**Requirement**
Could you swap every "pencil holder" in the listing for "pen cup" and write the lines out again with everything else unchanged and the pictures left out?

= = =

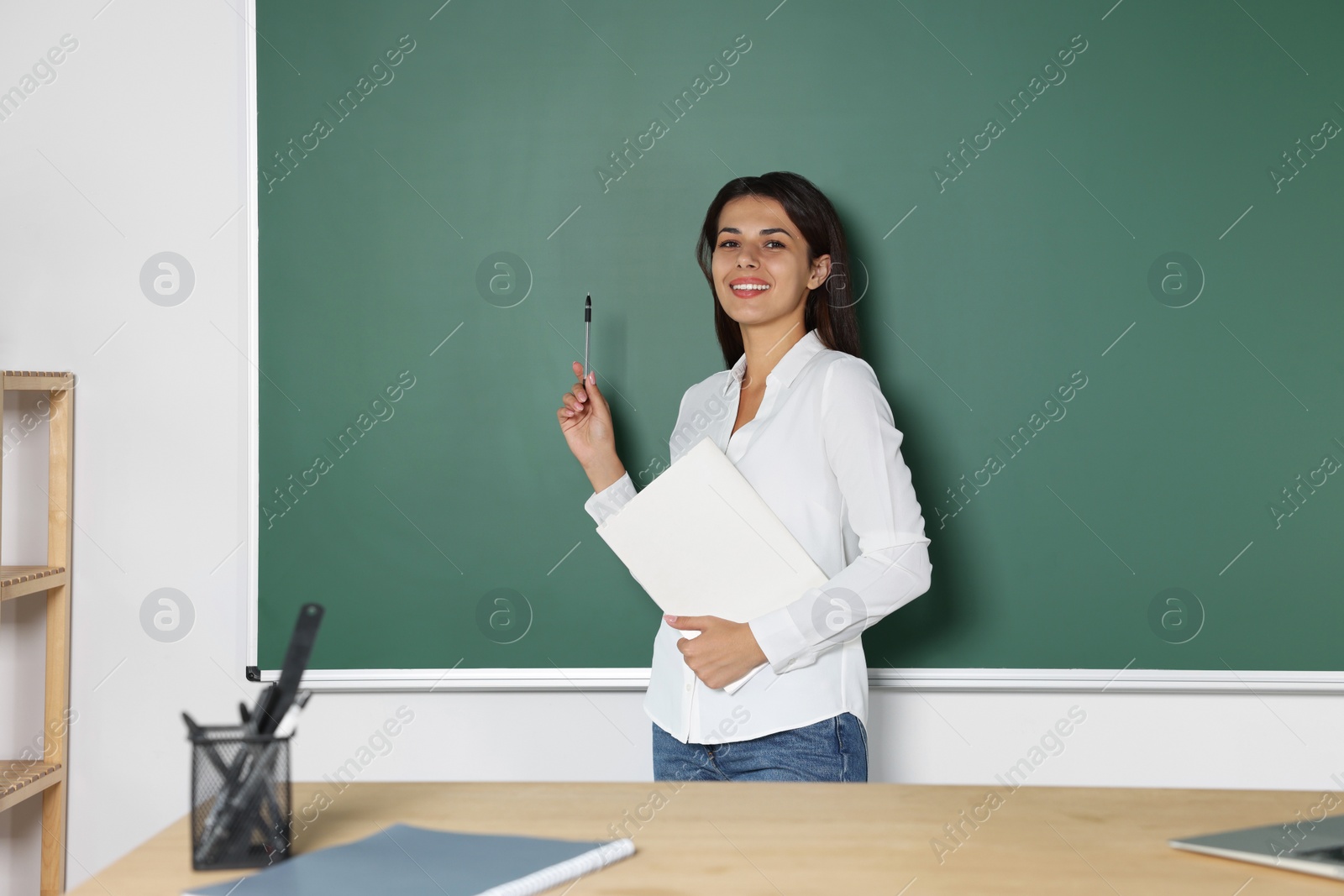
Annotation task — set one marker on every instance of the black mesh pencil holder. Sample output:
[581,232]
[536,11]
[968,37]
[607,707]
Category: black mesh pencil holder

= = =

**Written reply**
Annotation task — set one marker on every instance of the black mesh pen cup. Sample output:
[581,232]
[536,11]
[968,37]
[607,707]
Category: black mesh pen cup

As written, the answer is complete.